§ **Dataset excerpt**
# # # # # # #
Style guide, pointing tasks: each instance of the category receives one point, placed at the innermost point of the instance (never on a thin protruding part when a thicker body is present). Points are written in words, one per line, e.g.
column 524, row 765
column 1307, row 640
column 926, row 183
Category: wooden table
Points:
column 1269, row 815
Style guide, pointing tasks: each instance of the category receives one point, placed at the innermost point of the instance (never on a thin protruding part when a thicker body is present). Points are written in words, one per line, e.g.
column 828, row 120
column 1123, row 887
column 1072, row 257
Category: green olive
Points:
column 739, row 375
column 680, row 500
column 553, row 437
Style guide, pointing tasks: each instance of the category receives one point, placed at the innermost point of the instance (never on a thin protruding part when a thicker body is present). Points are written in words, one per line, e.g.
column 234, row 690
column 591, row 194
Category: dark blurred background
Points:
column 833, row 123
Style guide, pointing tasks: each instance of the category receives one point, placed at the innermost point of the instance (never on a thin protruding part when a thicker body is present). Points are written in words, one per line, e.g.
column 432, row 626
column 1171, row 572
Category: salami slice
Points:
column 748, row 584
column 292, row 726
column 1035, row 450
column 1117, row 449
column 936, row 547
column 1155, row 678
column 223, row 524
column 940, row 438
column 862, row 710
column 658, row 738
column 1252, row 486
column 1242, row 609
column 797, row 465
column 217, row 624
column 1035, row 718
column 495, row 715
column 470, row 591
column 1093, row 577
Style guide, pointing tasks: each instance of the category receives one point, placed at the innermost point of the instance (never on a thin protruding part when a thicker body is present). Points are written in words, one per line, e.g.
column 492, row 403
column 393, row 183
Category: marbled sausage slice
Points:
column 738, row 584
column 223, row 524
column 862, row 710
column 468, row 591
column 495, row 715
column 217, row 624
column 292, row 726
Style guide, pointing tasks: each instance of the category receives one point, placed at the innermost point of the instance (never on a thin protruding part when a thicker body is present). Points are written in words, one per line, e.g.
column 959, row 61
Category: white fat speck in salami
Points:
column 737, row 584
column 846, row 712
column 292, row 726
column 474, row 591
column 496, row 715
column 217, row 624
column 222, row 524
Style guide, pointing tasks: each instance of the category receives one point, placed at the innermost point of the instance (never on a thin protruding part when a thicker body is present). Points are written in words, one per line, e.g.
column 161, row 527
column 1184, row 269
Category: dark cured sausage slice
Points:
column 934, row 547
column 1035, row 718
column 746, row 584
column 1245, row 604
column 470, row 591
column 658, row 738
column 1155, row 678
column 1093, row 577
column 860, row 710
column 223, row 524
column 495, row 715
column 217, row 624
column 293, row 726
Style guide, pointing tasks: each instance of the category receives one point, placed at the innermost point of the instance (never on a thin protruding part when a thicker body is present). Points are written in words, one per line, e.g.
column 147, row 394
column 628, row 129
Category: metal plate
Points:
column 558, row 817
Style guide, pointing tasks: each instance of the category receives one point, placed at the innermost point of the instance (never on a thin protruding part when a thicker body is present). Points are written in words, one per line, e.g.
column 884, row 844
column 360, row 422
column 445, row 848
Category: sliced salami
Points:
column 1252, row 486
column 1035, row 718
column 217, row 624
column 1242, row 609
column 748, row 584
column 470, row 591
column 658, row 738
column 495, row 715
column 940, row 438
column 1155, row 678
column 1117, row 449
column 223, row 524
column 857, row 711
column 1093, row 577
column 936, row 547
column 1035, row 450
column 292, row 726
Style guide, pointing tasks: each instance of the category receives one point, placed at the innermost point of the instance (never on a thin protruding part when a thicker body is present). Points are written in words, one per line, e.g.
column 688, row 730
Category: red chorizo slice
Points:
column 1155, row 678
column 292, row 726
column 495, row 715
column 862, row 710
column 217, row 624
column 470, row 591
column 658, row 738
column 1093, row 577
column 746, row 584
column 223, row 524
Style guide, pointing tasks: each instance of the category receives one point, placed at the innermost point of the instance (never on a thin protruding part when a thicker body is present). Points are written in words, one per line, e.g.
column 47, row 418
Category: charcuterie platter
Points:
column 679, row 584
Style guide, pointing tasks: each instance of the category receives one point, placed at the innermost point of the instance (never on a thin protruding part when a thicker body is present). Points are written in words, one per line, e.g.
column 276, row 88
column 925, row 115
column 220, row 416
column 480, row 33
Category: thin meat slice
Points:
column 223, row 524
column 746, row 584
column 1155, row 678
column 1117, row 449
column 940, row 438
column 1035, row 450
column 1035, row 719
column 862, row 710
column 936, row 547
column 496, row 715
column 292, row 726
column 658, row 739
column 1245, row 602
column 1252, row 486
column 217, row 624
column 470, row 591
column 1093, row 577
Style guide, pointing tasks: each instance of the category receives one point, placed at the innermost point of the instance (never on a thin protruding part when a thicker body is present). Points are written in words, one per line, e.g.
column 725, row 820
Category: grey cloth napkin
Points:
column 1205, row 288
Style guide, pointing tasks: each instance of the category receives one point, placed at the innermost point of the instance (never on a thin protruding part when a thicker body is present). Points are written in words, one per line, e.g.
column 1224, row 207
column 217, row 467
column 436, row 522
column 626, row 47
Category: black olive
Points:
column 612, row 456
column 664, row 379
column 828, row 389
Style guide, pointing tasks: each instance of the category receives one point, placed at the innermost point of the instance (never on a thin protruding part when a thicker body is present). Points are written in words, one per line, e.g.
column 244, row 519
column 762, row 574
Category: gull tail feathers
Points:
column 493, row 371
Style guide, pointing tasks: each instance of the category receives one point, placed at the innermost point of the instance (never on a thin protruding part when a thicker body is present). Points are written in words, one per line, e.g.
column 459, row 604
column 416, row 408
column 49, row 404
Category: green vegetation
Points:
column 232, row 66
# # # # # # #
§ **WORK TO BE COMPLETED**
Reproduce the material above with every "innermost point" replaced by "central point", and leave everything else as it is.

§ **RESULT**
Style guide, pointing tasks: each instance of the category receives one point, placed at the central point of the instance (never on a thin protruding part when a thicker body is present). Points are written in words, one per line, e.g.
column 524, row 765
column 1307, row 640
column 926, row 183
Category: wooden table
Points:
column 1269, row 815
Style guide, pointing tasks: each instance of the category receives one point, placed at the central point of the instance (never on a thin protruding part when a thicker body is present). Points are written in words, one per line, e.g.
column 828, row 120
column 1123, row 887
column 1072, row 257
Category: green olive
Points:
column 739, row 375
column 680, row 500
column 553, row 437
Style guide, pointing tasks: each instance of the category receives one point, placed at the central point of the instance (never on a thin protruding part when a thicker body is present). Points are written in words, one per line, e.g.
column 234, row 690
column 591, row 194
Category: dark blurred background
Points:
column 833, row 123
Style guide, pointing tasks: each instance of the category receives one point, placed at the central point of the instance (never on a thin protruding part when a thicker body is present). Points are written in words, one per line, e.g.
column 432, row 626
column 1171, row 572
Category: salami slice
Points:
column 748, row 584
column 292, row 726
column 1035, row 450
column 1117, row 449
column 936, row 547
column 1155, row 678
column 223, row 524
column 940, row 438
column 862, row 710
column 658, row 738
column 1252, row 486
column 1242, row 609
column 797, row 465
column 217, row 624
column 1035, row 718
column 495, row 715
column 470, row 591
column 1093, row 577
Style guide, pointing tasks: each instance of the category receives one point, placed at the central point of the instance (never on a thin protruding part when a thicker body is present). Points are written in words, one per line, e.g.
column 492, row 403
column 393, row 183
Category: marbled sausage slice
Points:
column 738, row 584
column 223, row 524
column 862, row 710
column 468, row 591
column 495, row 715
column 217, row 624
column 292, row 726
Style guide, pointing tasks: each instance of the category receives one point, placed at the central point of the instance (never on a thin protruding part when a thicker body is present). Points are written in words, one per line, e.g.
column 959, row 61
Category: white fat speck in salami
Points:
column 737, row 584
column 846, row 712
column 292, row 726
column 474, row 591
column 496, row 715
column 217, row 624
column 222, row 524
Style guide, pointing tasks: each instance of the category receives one point, placed at the central point of the instance (never on a thin protruding part when a thicker body is present). Points are written in words, one per line, e.g.
column 161, row 527
column 1184, row 269
Category: dark cured sausage slice
Points:
column 934, row 547
column 1035, row 718
column 746, row 584
column 1245, row 604
column 470, row 591
column 658, row 738
column 1155, row 678
column 1093, row 577
column 860, row 710
column 223, row 524
column 495, row 715
column 217, row 624
column 293, row 726
Style guide, pointing tasks: each instance of the category receives one point, placed at the central point of the instance (never on a thin protruding part when a thicker body is present). Points are written in words, one per line, e.g.
column 147, row 394
column 628, row 129
Category: metal plate
Points:
column 558, row 817
Style guide, pointing tasks: each instance of the category receives one point, placed at the central point of the instance (never on a thin protruding part when a thicker body is present). Points are written in words, one per line, e.g.
column 884, row 844
column 360, row 422
column 445, row 848
Category: sliced salami
Points:
column 1252, row 486
column 1035, row 718
column 217, row 624
column 1242, row 609
column 748, row 584
column 470, row 591
column 658, row 738
column 495, row 715
column 940, row 438
column 1155, row 678
column 1117, row 449
column 223, row 524
column 857, row 711
column 1093, row 577
column 936, row 547
column 1035, row 450
column 292, row 726
Style guide, pointing tasks: each instance of the category receives one point, placed at the central point of the instance (never on a thin protruding part when a thicker body is present). Points are written in words, one per line, e.g.
column 688, row 730
Category: red chorizo slice
Points:
column 1155, row 678
column 292, row 726
column 495, row 715
column 862, row 710
column 217, row 624
column 470, row 591
column 658, row 738
column 1093, row 577
column 746, row 584
column 223, row 524
Style guide, pointing tasks: each instance of the category receives one point, placed at the central point of the instance (never on a thin protruding part when a thicker body is present). Points are written in words, one per line, e.g.
column 47, row 418
Category: charcuterie platter
Points:
column 679, row 584
Style guide, pointing tasks: each instance of the category receives one point, placed at the central point of the instance (never on a thin protruding part when a thicker body is present). Points are written in words, one per line, e.g.
column 276, row 88
column 925, row 115
column 220, row 416
column 480, row 33
Category: thin meat slice
Points:
column 223, row 524
column 746, row 584
column 1155, row 678
column 1117, row 449
column 940, row 438
column 1035, row 450
column 1035, row 719
column 862, row 710
column 936, row 547
column 496, row 715
column 292, row 726
column 658, row 739
column 1245, row 602
column 1252, row 486
column 217, row 624
column 470, row 591
column 1093, row 577
Style guide, pointing tasks: each instance of the category receives one point, placed at the central point of the instance (never on a thin protruding part when a thicker body is present). Points are written in words, one per line, e.g.
column 725, row 820
Category: grey cloth napkin
Points:
column 1205, row 288
Style guide, pointing tasks: each instance of the category receives one point, placed at the central point of the instance (never on a thin protruding part when a thicker body is present). Points are written in words, one per line, e.g.
column 1224, row 207
column 217, row 467
column 436, row 522
column 626, row 47
Category: black olive
Points:
column 612, row 456
column 664, row 379
column 828, row 389
Style guide, pointing tasks: each instance of the category receives one point, placed at the central point of the instance (never on a thin protruding part when a thicker body is present). Points are written in words, one per line, e.g.
column 244, row 519
column 762, row 574
Category: gull tail feathers
Points:
column 493, row 371
Style guide, pointing tasks: each instance of the category receives one point, placed at the central point of the instance (never on a thin protruding part when a thicker body is present). Points are written in words, one per line, e.g.
column 459, row 604
column 416, row 408
column 49, row 404
Category: green vegetation
Points:
column 232, row 66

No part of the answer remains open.